◆ What is being asked
Treat the line containing "Where can the backpack on" as the first line and the final line of the material below as the last; reproduce that range exactly.
---------- Exercise material
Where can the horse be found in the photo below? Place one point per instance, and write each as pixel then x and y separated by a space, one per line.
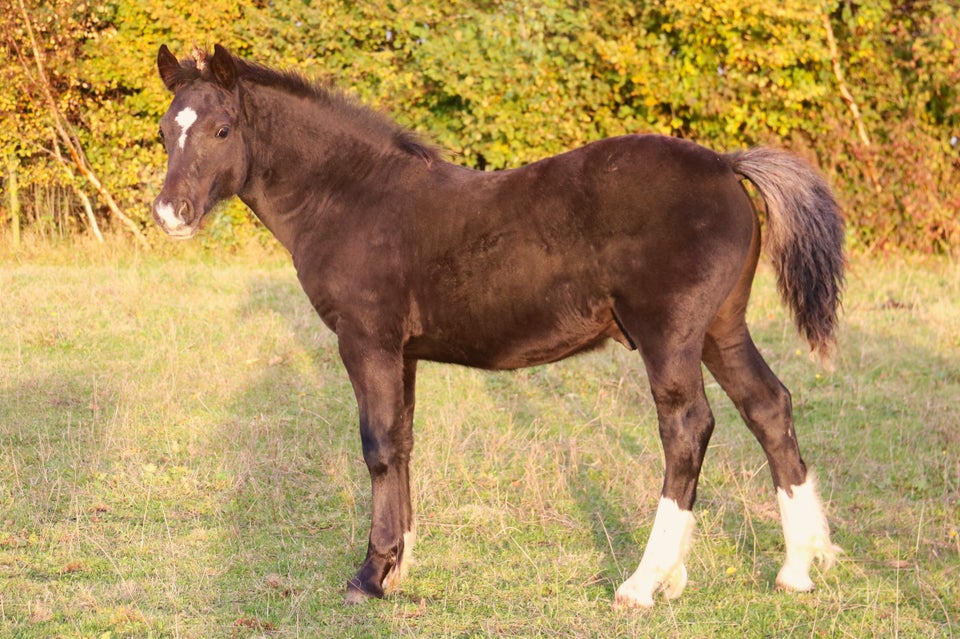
pixel 648 240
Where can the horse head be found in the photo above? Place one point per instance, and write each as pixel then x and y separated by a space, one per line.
pixel 203 136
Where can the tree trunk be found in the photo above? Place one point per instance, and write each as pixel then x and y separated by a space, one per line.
pixel 13 196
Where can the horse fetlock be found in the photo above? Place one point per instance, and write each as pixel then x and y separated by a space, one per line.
pixel 399 570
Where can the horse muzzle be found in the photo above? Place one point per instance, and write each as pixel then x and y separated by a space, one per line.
pixel 178 219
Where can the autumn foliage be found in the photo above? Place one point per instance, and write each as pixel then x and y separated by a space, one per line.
pixel 865 90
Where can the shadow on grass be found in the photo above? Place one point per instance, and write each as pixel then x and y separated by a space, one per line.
pixel 881 433
pixel 298 510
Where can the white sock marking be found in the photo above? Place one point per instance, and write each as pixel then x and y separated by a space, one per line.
pixel 185 119
pixel 662 565
pixel 807 536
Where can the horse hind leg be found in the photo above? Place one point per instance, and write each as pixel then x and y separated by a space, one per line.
pixel 686 423
pixel 765 405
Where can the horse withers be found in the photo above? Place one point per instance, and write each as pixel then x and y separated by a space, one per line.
pixel 648 240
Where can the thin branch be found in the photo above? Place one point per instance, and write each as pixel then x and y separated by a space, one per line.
pixel 65 133
pixel 851 103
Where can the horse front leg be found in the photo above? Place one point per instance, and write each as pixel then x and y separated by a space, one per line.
pixel 384 384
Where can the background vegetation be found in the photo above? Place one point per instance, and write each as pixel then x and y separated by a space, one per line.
pixel 865 89
pixel 179 458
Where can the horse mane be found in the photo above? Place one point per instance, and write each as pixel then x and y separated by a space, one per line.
pixel 296 84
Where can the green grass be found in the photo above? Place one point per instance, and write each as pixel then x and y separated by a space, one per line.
pixel 179 458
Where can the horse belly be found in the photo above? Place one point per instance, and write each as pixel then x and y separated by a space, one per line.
pixel 513 334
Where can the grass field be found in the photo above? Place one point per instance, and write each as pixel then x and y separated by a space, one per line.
pixel 179 458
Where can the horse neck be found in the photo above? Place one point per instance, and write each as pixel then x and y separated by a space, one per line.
pixel 304 154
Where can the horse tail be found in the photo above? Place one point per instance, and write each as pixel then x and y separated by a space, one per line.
pixel 805 240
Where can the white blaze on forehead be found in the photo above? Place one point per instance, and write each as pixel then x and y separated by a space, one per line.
pixel 166 214
pixel 185 119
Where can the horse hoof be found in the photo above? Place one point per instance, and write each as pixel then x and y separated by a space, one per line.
pixel 357 594
pixel 355 597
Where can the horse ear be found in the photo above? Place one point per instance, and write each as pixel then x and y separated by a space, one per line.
pixel 224 67
pixel 169 67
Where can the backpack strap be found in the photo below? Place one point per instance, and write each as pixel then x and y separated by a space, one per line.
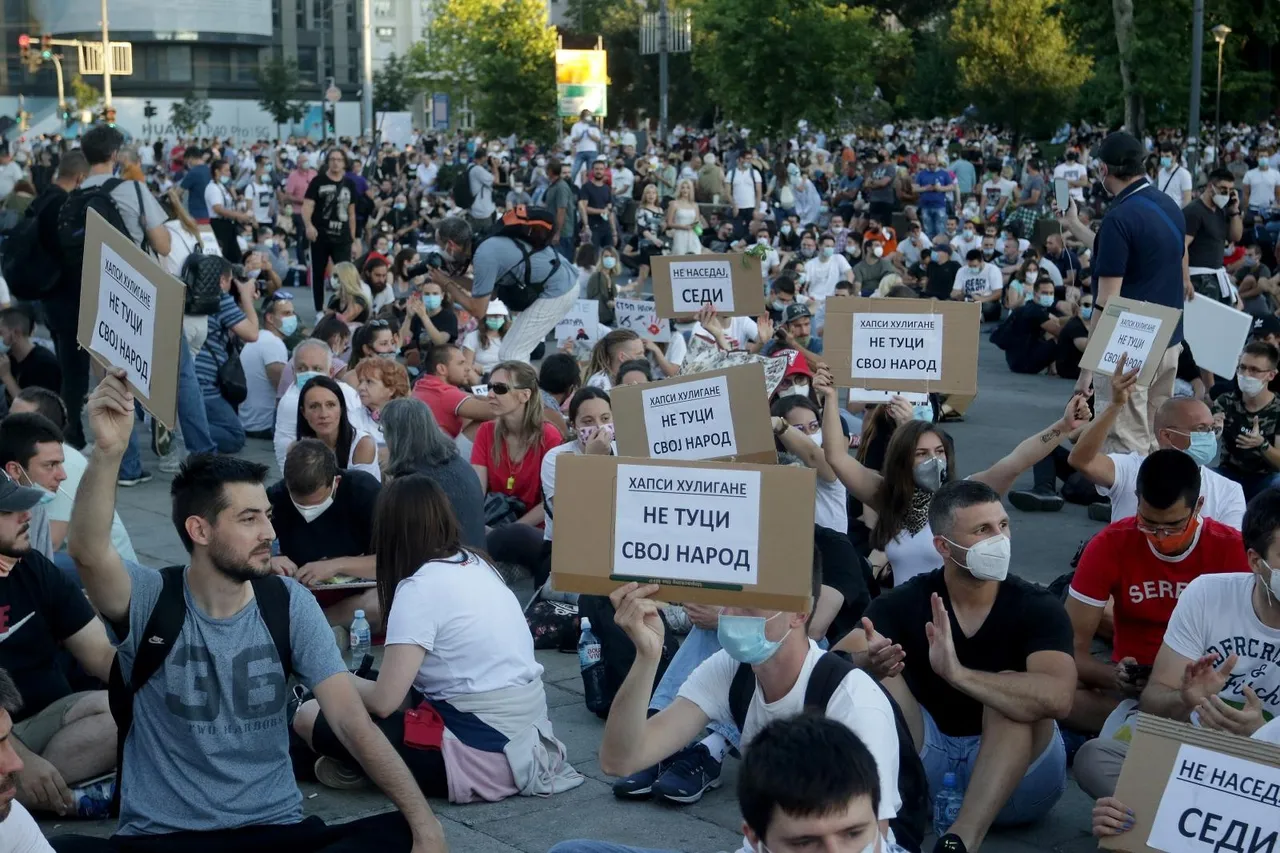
pixel 273 603
pixel 824 679
pixel 154 646
pixel 740 693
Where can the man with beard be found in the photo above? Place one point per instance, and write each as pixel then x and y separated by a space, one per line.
pixel 19 833
pixel 62 737
pixel 208 753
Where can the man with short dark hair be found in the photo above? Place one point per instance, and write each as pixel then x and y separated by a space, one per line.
pixel 223 671
pixel 21 833
pixel 324 524
pixel 981 665
pixel 23 363
pixel 1138 254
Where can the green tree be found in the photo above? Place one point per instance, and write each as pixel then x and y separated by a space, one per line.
pixel 1016 62
pixel 278 83
pixel 190 113
pixel 393 85
pixel 85 96
pixel 501 55
pixel 831 54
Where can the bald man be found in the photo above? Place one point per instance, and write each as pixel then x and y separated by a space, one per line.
pixel 1182 423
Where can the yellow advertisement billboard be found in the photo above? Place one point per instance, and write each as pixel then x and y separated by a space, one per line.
pixel 581 81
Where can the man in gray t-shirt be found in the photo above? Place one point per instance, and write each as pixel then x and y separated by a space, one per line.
pixel 496 259
pixel 209 747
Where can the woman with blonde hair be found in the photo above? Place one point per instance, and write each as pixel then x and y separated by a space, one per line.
pixel 348 301
pixel 609 354
pixel 507 456
pixel 682 217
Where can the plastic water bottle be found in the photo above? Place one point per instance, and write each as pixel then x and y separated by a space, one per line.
pixel 592 664
pixel 360 639
pixel 946 804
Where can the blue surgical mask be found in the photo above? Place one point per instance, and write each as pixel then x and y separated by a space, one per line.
pixel 304 378
pixel 743 638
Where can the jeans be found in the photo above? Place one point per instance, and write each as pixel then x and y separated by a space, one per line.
pixel 224 424
pixel 933 220
pixel 1251 483
pixel 700 644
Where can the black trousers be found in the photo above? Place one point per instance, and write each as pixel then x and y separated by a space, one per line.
pixel 321 252
pixel 388 833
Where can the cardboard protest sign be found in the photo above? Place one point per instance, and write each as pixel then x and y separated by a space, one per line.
pixel 684 283
pixel 691 527
pixel 1194 790
pixel 581 323
pixel 1216 333
pixel 723 414
pixel 1141 329
pixel 131 316
pixel 641 318
pixel 903 345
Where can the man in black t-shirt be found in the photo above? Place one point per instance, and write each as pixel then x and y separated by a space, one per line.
pixel 63 737
pixel 324 523
pixel 23 363
pixel 329 218
pixel 1212 219
pixel 981 665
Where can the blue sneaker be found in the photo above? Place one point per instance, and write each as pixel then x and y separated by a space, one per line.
pixel 638 785
pixel 690 774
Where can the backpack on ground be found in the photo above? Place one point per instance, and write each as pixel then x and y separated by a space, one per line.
pixel 158 639
pixel 73 217
pixel 530 229
pixel 462 195
pixel 913 784
pixel 30 268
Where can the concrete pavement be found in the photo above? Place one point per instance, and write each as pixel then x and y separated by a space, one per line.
pixel 1010 407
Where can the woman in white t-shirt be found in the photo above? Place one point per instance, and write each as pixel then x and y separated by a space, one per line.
pixel 920 457
pixel 798 427
pixel 480 346
pixel 611 352
pixel 458 656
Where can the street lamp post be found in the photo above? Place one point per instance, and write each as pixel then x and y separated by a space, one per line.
pixel 1220 33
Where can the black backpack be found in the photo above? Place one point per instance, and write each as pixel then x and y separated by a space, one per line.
pixel 462 195
pixel 31 269
pixel 74 214
pixel 831 669
pixel 161 632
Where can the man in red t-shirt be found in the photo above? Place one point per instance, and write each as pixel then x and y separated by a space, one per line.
pixel 1143 562
pixel 442 388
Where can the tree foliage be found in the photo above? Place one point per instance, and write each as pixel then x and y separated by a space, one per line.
pixel 190 113
pixel 501 55
pixel 768 67
pixel 394 85
pixel 1016 62
pixel 278 83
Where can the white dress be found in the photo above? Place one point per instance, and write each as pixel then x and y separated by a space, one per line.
pixel 685 242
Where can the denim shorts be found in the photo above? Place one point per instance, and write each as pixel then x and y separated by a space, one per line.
pixel 1042 785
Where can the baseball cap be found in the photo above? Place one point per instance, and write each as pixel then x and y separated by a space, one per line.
pixel 795 311
pixel 1121 149
pixel 17 498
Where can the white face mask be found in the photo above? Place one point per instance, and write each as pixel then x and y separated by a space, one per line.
pixel 312 512
pixel 987 560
--------------------
◆ Result for this exercise
Where can the backpack on ground be found in the photo above? Place one point per instance, and write each as pixel then x and y separated by a space, one per line.
pixel 158 639
pixel 73 217
pixel 530 229
pixel 462 195
pixel 913 784
pixel 30 268
Where can the concrete pavement be found in the photo above? Place one point per instance, and write each as pixel then x and y separated by a space, one per line.
pixel 1010 407
Where can the woman in white t-shirt be found in the photo above? Place one point per instance, and write each as pixel then x and y separated by a space, one per line.
pixel 920 457
pixel 798 427
pixel 480 346
pixel 611 352
pixel 458 656
Where can the street lamp post be found in the photo above? Place one point per instance, and write each as pixel then x and y separated by a space, one per line.
pixel 1220 33
Where can the black backpack be found in the photo above? Place one point per instance, and write each as pixel then x and y separated by a space, one per line.
pixel 462 195
pixel 31 269
pixel 74 214
pixel 831 669
pixel 161 632
Where can the man in red t-shirt be found in the photo above? Place one point per instance, and write each as pixel then x and y separated by a space, one per line.
pixel 1143 562
pixel 442 388
Where can the tree foliage be found in the photo above? Place one point per instance, and write each as pixel then x and y separated by a space, one per line.
pixel 190 113
pixel 501 55
pixel 768 67
pixel 394 85
pixel 1016 62
pixel 278 83
Where can the white dress be found in the photo above? Place one point per instance, and write each as pixel then x and y separated by a space, one per line.
pixel 685 242
Where can the denim shorts be found in the photo above? Place one point per instance, and write each as pixel then x and y separated by a space, one per line.
pixel 1042 785
Where can the baseball cap be found in the photo above? Place one point per instance, and write each as pixel then x and y separated by a space, one per line.
pixel 795 311
pixel 1121 149
pixel 17 498
Where can the white face mask be found in the photo above? Place one point per instance, and write each as pixel then x and y separated by a space, one per line.
pixel 312 512
pixel 987 560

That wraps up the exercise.